• _やること_
- 1) 社会人1年目についての文章で、筆者は平日5日間のほとんどをどこで過ごしていると書いていますか。
- 2) 社会人1年目についての文章のうち、「間もなく、社会人になって1年」で始まり「う概念は希薄になりつつある。」まで続く部分を、「顧客」を「お客さん」に書き換えて示してください。
- 3) 社会人1年目についての文章を、最後の文の後から続けて書いてください。

• _元の文章_

============================================================

間もなく、社会人になって1年が経つ。昨年の今頃は何とも言えない緊張感と高揚感に包まれながら過ごしていたものだ。配属も同期の人数も全く知らされていなかった当時の私には、一年後にこうして毎日神経をすり減らして顧客の対応をしながら、PCに向かってぶつぶつと不平を漏らしていることなど思いもよらなかった。「光陰矢の如し」とは言い得て妙である。

平日5日間のほとんどを会社で過ごし、週末はその疲れをわずかに癒すのみで終わってしまう毎日。大学時代に日々自由な生活を送っていたことを考えれば、全く異なる状況である。もはや「暇」などという概念は希薄になりつつある。

============================================================

• _与えられたデータ_
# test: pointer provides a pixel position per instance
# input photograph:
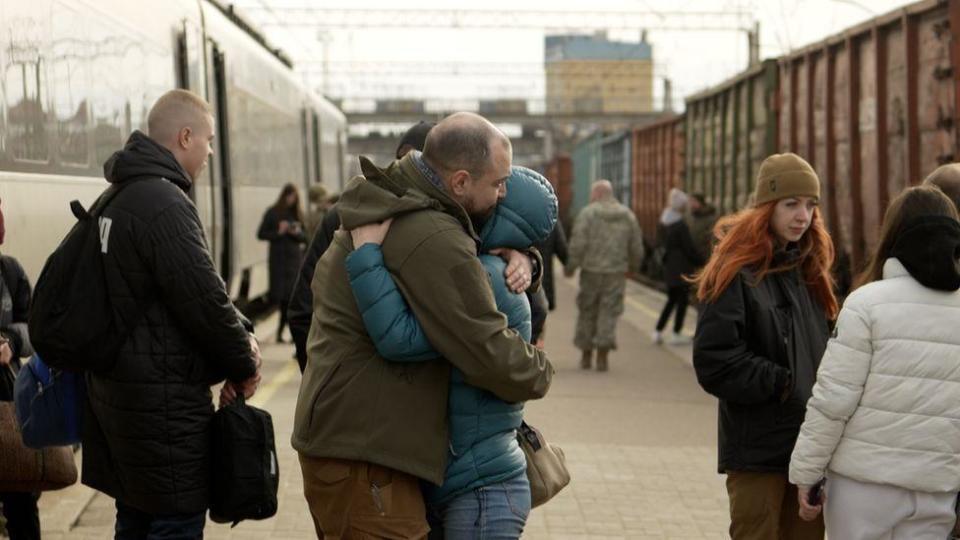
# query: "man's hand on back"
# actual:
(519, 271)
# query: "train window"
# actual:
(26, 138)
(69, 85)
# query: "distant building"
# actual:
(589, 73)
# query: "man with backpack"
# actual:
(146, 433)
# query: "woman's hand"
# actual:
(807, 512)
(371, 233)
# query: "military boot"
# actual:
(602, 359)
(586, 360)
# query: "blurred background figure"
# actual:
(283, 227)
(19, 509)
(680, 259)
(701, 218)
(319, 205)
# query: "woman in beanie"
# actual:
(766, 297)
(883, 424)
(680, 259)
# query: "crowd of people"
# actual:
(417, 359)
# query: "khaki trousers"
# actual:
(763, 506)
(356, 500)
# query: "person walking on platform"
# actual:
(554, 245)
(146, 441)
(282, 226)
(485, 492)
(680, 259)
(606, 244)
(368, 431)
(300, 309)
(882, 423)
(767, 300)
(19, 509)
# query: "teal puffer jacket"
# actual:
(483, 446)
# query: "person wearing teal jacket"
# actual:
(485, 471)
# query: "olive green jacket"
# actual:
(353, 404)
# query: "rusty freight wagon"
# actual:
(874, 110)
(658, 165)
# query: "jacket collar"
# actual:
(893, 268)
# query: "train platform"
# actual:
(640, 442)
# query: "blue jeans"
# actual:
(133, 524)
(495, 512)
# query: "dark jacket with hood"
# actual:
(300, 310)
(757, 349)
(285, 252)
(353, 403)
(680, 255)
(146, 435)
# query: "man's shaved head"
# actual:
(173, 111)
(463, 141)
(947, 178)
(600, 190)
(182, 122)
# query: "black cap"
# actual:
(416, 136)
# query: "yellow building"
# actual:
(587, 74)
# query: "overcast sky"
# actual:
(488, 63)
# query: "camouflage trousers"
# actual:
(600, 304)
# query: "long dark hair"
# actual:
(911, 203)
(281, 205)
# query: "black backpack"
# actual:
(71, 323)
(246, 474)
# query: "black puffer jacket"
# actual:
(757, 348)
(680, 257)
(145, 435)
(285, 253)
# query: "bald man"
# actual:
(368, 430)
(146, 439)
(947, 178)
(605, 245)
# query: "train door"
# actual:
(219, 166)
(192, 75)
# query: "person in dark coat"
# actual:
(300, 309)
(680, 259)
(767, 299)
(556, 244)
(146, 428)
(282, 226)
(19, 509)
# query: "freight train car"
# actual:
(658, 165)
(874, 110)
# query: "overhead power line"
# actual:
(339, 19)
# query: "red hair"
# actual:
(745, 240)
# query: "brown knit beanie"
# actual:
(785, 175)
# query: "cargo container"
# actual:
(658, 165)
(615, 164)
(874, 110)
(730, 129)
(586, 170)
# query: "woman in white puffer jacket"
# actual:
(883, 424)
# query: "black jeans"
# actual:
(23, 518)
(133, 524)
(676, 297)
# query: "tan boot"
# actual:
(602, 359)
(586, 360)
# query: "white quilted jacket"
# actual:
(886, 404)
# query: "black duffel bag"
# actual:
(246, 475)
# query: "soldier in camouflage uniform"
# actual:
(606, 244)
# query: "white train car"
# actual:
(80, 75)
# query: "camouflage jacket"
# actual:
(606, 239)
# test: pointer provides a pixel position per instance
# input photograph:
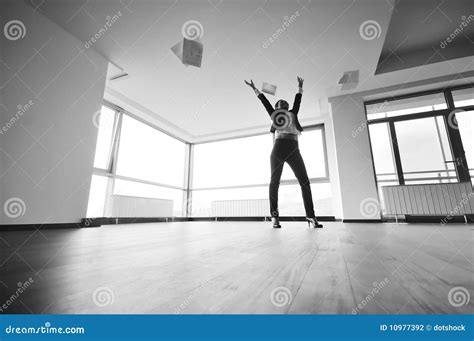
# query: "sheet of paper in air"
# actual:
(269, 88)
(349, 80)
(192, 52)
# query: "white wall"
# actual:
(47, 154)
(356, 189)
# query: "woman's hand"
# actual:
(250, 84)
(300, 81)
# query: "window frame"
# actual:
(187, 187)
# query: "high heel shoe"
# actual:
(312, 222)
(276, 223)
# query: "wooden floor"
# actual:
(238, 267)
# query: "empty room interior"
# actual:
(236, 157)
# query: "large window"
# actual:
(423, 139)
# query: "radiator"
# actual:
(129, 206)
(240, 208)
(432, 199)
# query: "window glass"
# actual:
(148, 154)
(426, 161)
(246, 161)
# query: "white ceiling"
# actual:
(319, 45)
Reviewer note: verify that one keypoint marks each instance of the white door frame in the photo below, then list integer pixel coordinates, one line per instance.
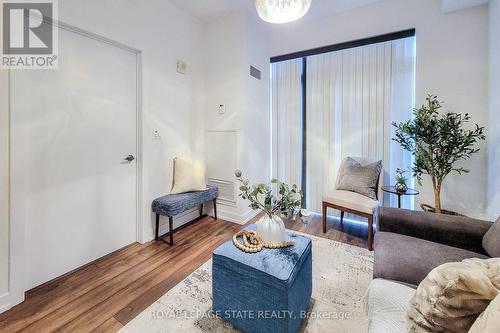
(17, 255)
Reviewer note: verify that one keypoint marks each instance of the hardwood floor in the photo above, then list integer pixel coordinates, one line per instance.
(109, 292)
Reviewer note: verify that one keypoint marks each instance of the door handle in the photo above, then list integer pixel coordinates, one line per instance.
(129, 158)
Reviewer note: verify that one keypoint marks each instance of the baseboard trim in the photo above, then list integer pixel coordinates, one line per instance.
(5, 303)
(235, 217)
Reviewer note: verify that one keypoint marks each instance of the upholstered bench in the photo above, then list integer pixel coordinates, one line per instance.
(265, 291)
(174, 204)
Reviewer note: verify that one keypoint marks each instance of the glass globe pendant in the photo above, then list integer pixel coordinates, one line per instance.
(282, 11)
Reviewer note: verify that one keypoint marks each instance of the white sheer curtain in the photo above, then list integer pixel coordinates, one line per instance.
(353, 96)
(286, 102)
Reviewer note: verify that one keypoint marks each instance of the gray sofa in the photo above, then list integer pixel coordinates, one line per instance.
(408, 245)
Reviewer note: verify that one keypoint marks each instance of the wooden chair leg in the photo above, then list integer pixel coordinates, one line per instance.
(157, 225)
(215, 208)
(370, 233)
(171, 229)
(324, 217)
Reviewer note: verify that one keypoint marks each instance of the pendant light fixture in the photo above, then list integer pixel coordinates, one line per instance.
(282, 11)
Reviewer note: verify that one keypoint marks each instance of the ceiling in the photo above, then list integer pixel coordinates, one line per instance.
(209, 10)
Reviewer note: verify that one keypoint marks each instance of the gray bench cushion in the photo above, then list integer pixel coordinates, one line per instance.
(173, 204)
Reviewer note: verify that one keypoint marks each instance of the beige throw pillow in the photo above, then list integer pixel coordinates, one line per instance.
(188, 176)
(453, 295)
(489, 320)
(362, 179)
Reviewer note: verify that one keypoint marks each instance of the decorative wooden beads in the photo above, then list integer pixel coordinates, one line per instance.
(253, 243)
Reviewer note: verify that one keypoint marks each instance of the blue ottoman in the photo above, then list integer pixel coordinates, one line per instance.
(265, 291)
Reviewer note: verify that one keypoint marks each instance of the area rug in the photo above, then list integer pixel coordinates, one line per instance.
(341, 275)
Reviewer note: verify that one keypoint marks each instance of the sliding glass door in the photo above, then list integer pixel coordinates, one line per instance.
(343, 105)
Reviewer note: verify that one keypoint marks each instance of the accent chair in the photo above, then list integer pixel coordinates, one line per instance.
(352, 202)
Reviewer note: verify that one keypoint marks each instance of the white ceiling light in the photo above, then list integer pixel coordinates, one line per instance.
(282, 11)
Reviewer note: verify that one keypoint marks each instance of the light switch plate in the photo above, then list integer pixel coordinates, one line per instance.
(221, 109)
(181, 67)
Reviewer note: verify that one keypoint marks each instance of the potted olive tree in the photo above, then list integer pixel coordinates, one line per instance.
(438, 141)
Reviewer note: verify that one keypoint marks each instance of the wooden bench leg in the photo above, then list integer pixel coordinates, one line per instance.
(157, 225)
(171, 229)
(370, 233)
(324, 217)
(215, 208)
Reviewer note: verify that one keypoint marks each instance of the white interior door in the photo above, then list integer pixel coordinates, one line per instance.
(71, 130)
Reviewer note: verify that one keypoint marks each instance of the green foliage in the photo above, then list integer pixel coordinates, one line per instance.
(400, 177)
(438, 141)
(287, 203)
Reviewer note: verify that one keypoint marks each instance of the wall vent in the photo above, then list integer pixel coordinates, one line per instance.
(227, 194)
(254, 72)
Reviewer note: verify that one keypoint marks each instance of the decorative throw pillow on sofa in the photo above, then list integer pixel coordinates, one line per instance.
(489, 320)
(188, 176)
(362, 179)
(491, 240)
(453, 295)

============================================================

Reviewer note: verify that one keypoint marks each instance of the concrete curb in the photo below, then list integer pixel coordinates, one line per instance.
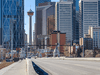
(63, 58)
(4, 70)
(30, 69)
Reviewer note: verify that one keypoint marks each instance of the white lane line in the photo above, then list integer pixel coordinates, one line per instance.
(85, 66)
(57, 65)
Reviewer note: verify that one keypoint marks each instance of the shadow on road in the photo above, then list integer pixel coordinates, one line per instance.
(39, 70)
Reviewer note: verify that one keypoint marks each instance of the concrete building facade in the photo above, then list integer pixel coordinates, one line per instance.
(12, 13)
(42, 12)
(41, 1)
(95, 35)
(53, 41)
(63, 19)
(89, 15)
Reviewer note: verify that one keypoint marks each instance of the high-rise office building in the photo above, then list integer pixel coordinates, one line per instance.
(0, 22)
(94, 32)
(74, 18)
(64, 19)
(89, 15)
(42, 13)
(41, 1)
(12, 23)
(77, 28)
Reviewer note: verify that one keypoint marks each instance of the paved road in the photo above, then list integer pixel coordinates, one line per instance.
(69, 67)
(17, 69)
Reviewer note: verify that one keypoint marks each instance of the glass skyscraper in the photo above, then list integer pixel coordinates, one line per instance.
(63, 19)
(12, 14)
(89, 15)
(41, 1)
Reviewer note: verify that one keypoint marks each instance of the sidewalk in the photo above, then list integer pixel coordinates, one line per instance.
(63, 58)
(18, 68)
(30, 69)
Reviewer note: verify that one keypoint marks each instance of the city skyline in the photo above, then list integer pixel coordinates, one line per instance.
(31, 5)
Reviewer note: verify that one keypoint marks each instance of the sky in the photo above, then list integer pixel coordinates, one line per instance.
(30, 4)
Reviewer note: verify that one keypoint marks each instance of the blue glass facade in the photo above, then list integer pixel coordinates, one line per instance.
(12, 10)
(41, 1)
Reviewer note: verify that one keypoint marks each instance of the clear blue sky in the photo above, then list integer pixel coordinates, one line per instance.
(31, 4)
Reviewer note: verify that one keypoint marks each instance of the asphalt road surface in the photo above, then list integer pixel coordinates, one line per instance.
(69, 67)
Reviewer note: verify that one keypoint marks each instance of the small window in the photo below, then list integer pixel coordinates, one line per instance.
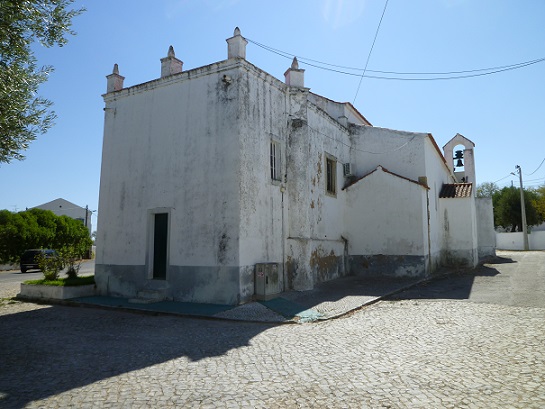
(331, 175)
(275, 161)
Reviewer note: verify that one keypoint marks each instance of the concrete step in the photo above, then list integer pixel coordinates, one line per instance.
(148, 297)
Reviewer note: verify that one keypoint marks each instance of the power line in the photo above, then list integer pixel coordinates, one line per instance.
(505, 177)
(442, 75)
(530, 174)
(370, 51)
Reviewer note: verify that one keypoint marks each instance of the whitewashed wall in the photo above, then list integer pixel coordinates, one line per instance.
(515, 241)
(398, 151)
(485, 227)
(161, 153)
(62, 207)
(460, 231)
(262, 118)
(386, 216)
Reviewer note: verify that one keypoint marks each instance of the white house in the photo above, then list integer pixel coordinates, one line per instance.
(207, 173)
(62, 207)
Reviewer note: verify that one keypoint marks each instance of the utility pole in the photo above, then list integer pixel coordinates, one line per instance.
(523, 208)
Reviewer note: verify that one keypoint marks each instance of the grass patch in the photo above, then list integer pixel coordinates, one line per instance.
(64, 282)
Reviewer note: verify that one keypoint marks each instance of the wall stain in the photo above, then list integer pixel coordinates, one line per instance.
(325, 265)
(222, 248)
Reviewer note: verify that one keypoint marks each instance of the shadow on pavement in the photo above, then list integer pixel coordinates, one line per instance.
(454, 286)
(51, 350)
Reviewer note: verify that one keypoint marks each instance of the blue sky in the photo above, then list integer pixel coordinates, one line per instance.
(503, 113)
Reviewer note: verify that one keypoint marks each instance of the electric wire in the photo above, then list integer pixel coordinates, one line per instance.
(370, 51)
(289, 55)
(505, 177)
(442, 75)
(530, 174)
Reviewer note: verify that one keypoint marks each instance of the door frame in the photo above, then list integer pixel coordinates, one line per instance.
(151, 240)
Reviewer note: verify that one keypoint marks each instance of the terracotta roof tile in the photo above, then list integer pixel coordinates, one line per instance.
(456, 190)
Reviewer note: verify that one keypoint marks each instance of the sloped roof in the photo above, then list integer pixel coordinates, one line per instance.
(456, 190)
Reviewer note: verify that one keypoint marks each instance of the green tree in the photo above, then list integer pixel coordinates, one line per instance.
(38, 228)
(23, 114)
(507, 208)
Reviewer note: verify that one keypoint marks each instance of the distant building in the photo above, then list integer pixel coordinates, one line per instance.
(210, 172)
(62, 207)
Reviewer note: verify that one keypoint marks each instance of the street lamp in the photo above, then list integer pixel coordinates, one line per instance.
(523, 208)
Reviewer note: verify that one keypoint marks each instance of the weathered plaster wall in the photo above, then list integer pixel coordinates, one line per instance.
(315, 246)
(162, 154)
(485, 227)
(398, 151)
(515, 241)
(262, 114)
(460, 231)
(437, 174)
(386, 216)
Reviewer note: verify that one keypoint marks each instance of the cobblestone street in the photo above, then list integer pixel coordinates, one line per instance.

============================================================

• _求める答え_
- 1) 会社で過ごしています。

- 2)
間もなく、社会人になって1年が経つ。昨年の今頃は何とも言えない緊張感と高揚感に包まれながら過ごしていたものだ。配属も同期の人数も全く知らされていなかった当時の私には、一年後にこうして毎日神経をすり減らしてお客さんの対応をしながら、PCに向かってぶつぶつと不平を漏らしていることなど思いもよらなかった。「光陰矢の如し」とは言い得て妙である。

平日5日間のほとんどを会社で過ごし、週末はその疲れをわずかに癒すのみで終わってしまう毎日。大学時代に日々自由な生活を送っていたことを考えれば、全く異なる状況である。もはや「暇」などという概念は希薄になりつつある。

- 3)
こうしたとき、しばしば耳にする言葉を思い出す。「学生時代に遊んでおくべきだ」。社会に出れば遊びたくても遊べないのだから、自由な時間がたくさんあるうちに思う存分遊んでおけ、と。多くの人が共感する意見だろう。

私個人の場合で言えば、仕事で疲れた時には「どこかに行きたい」という思いが湧き上がってくる。それは旅行のような大それたものではなく、通勤定期の範囲から二駅も離れれば十分である。まだ知らない街に降り立って、目的もなく歩きながら、ふと浮かんでくる考えを心の中でゆっくりと転がす。そんな時間が、不意に欲しくなる。

これを友人に話したところ、彼は違う夢を語ってくれた。一日音楽スタジオを借り切り、創作活動に励みたいという。「やろうと思えば休みの日にできるんだけどさ」と笑っていたが、それは私も同じである。私たちは些細なことを渇望していた。しかし、そもそもなぜ私たちはそれを求めてしまうのだろう。こんなにちっぽけなことで癒せるほど、日々負う傷はそう軽くないはずなのに。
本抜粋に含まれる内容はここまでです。